*Set problem*. Give the stretch from the line containing "point: the green woven" through the end of the items as a JSON list of strings, one string per line, leaving out blank lines.
***** Supplied data
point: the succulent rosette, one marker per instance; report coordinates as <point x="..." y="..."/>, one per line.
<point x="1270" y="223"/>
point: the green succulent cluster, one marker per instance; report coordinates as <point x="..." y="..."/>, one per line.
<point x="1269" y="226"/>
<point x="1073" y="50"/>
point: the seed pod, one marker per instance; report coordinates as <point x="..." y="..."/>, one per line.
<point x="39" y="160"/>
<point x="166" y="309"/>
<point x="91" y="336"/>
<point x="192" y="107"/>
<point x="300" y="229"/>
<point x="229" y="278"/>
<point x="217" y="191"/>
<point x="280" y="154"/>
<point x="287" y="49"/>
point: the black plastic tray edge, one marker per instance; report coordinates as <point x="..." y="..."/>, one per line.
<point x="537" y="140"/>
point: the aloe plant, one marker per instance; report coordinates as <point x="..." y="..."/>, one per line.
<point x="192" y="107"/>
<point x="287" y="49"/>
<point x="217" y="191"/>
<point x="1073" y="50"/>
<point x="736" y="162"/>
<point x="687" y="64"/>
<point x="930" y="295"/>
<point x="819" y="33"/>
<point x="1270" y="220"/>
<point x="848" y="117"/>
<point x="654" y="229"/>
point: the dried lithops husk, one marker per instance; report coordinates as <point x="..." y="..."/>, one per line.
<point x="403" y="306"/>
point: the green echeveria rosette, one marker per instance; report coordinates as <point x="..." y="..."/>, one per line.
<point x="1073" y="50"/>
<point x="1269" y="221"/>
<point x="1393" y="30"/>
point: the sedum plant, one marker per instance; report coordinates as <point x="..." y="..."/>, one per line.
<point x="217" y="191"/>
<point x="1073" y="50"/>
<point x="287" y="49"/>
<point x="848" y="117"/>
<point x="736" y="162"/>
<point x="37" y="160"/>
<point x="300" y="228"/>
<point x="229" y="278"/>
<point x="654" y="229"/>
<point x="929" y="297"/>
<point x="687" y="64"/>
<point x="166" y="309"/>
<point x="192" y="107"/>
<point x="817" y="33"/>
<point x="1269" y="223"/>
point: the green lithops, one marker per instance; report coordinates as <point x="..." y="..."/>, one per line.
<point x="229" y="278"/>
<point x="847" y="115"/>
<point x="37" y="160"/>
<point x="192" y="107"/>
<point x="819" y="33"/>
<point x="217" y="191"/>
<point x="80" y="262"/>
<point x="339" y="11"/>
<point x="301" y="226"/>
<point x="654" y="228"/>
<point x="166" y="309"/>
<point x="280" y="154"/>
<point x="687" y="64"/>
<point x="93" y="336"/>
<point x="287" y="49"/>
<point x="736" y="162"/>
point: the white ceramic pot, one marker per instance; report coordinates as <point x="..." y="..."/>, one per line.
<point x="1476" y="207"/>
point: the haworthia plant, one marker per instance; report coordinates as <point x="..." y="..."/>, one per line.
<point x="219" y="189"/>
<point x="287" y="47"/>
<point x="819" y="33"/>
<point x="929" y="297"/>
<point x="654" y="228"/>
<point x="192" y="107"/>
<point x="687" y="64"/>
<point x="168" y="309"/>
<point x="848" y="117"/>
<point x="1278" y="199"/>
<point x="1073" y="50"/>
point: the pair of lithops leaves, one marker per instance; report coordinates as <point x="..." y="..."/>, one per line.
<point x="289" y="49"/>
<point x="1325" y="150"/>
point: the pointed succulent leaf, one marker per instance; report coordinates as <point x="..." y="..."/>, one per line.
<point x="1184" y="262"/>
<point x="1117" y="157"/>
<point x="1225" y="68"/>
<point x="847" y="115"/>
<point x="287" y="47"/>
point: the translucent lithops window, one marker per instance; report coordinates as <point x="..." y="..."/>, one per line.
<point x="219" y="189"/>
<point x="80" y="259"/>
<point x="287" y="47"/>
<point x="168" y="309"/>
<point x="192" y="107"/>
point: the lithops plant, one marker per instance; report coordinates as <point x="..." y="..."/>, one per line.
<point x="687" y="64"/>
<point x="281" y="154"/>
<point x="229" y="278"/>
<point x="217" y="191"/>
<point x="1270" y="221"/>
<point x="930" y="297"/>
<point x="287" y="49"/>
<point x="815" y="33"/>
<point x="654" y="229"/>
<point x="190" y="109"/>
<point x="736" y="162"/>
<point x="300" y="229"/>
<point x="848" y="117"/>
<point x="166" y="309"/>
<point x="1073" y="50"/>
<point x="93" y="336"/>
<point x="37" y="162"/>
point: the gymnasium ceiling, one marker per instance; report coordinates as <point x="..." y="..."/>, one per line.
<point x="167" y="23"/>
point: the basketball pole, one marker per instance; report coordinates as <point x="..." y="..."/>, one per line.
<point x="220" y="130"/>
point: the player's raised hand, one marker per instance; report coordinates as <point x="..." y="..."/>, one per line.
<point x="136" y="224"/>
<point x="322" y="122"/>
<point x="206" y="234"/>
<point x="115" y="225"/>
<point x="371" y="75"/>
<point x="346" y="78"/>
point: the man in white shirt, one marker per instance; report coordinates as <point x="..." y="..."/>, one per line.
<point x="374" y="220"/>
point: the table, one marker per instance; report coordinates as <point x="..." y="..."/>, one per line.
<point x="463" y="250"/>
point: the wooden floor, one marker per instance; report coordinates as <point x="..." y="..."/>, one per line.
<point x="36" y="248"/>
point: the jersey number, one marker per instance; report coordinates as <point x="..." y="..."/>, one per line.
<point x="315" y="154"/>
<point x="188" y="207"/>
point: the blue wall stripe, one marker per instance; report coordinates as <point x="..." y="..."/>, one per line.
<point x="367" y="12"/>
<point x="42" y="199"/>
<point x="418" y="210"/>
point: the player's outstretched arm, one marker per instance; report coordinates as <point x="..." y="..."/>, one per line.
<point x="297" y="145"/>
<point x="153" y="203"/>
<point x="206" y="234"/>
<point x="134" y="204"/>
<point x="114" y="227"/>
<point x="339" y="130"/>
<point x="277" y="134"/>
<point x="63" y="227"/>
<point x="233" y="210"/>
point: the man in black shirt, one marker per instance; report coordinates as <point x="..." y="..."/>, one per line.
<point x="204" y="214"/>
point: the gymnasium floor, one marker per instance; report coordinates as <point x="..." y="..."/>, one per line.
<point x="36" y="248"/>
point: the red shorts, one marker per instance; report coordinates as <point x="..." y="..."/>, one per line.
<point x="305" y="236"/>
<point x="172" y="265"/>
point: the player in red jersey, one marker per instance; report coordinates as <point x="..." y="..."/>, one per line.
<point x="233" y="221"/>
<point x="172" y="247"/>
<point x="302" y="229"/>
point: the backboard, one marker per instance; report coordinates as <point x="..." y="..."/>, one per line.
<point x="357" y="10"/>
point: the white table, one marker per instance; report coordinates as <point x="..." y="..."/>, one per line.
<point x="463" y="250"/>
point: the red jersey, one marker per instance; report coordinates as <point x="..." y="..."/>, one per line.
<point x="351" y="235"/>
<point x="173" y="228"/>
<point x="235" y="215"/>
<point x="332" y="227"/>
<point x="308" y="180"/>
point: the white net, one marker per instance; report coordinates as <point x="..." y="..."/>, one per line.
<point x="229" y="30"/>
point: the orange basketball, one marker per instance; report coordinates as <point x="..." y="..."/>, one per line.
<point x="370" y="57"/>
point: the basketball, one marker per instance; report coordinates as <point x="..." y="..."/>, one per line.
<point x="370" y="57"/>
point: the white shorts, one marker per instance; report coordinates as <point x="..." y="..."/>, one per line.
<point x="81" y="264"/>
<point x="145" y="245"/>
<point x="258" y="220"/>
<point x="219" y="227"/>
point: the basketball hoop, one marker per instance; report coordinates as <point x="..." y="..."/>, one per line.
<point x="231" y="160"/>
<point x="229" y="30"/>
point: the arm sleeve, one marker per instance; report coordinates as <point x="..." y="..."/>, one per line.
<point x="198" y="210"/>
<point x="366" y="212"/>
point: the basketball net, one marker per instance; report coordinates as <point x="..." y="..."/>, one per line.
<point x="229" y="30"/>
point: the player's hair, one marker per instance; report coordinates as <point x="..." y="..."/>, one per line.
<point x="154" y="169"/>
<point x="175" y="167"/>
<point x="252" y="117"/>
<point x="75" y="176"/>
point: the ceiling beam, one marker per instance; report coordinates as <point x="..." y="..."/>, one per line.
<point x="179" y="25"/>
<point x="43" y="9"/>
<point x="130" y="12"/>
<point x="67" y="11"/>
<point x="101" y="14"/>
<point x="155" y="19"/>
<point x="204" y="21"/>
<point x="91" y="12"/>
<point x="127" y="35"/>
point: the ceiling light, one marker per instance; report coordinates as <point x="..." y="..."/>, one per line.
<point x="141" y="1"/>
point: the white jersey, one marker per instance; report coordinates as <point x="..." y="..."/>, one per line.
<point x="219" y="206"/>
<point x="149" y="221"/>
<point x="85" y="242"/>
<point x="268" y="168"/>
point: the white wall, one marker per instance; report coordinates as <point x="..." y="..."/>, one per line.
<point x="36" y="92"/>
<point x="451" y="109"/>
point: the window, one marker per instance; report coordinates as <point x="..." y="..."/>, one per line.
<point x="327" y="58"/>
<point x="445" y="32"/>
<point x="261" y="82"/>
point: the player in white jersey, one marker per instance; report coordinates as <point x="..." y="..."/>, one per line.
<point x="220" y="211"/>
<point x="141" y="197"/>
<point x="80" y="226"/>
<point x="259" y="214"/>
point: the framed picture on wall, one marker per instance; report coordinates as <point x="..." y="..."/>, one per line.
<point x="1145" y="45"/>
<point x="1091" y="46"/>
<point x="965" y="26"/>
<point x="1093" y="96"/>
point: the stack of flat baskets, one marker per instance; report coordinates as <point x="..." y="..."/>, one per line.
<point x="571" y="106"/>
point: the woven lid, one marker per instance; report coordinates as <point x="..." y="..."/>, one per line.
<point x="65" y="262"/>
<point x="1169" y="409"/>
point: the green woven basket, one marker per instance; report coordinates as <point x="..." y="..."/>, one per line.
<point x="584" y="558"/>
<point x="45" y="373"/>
**********
*Problem solution*.
[
  "point: the green woven basket, one marker per instance; report coordinates as <point x=\"...\" y=\"...\"/>, one per line.",
  "<point x=\"584\" y=\"558\"/>",
  "<point x=\"45\" y=\"373\"/>"
]